▸ **Records for the exercise**:
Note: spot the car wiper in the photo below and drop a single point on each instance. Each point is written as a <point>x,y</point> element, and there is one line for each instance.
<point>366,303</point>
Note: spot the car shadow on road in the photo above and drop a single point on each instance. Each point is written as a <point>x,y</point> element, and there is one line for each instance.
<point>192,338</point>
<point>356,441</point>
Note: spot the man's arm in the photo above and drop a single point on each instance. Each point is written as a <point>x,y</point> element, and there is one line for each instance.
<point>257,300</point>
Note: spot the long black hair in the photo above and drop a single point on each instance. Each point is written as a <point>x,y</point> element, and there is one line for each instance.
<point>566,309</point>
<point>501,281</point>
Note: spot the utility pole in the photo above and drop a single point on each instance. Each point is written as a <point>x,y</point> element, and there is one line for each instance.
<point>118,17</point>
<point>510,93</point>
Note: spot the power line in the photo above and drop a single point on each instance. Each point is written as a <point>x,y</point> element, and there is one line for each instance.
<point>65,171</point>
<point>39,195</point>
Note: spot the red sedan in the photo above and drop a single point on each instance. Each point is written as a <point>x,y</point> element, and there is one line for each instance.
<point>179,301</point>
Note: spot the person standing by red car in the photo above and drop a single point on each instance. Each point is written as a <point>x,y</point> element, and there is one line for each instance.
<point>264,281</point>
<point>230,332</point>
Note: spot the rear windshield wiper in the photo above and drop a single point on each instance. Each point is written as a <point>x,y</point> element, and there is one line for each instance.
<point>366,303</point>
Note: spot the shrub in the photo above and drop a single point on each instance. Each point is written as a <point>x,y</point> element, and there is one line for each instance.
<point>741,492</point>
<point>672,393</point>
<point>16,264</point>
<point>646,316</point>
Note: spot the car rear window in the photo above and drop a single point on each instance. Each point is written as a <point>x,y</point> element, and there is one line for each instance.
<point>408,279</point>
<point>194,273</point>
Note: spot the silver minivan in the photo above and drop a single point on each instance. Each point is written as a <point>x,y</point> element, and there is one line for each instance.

▸ **Objective**: Copy every entry above verbatim, line for line.

▸ **Solution to the problem**:
Note: spot the car wiper in the photo below and drop a single point on each instance. Each point is written as a <point>x,y</point> element, and there is one line for each instance.
<point>366,303</point>
Note: spot the car shadow on road in the photo above and drop a single point on each instance. Each point is written as a <point>x,y</point> element, and there is one line for each instance.
<point>192,338</point>
<point>356,441</point>
Note: spot the man's arm in the photo above and drop a single point on each instance. Each point is written as a <point>x,y</point> element, and there is one line for each instance.
<point>257,300</point>
Note: spot the long black hair in the photo above and drop a single point on each instance. Each point is written as a <point>x,y</point> element, and there is one line for each instance.
<point>566,309</point>
<point>501,281</point>
Note: spot the utility pole in the photo above and drop a single point on each instance. Each point is written as a <point>x,y</point> element, and there is one line for each instance.
<point>118,17</point>
<point>510,93</point>
Note: spot the power line in the photo above and drop a single point on each instance. Each point is written as a <point>x,y</point> element, and there is one line for each instance.
<point>65,171</point>
<point>39,195</point>
Note: spot the red sedan in the photo above and drop a single point on each instance. Each point is written as a <point>x,y</point> element, and there is one line for each instance.
<point>179,301</point>
Note: spot the person standing by red car in the photo above and drop a single point on each instance. Each point is written as a <point>x,y</point> element, and there is one line for each instance.
<point>264,281</point>
<point>230,332</point>
Note: spot the rear windshield wiper in the photo above and drop a single point on each instance. Each point is written as a <point>x,y</point> element, and there is one line for each instance.
<point>366,303</point>
Note: spot the shrub in the photo above and drop a single point on each instance. Each point is written as a <point>x,y</point> element, and there is one line for each instance.
<point>741,492</point>
<point>672,393</point>
<point>16,264</point>
<point>646,316</point>
Note: spot the car rear window in the photo above and drop a single point on each instance. Each point is written as a <point>x,y</point> element, and there is one line for each instance.
<point>408,279</point>
<point>194,273</point>
Note: spot the silver minivan in the photo above and drop a single point on each instance. Each point is written as a <point>x,y</point> element, and there is one line for each instance.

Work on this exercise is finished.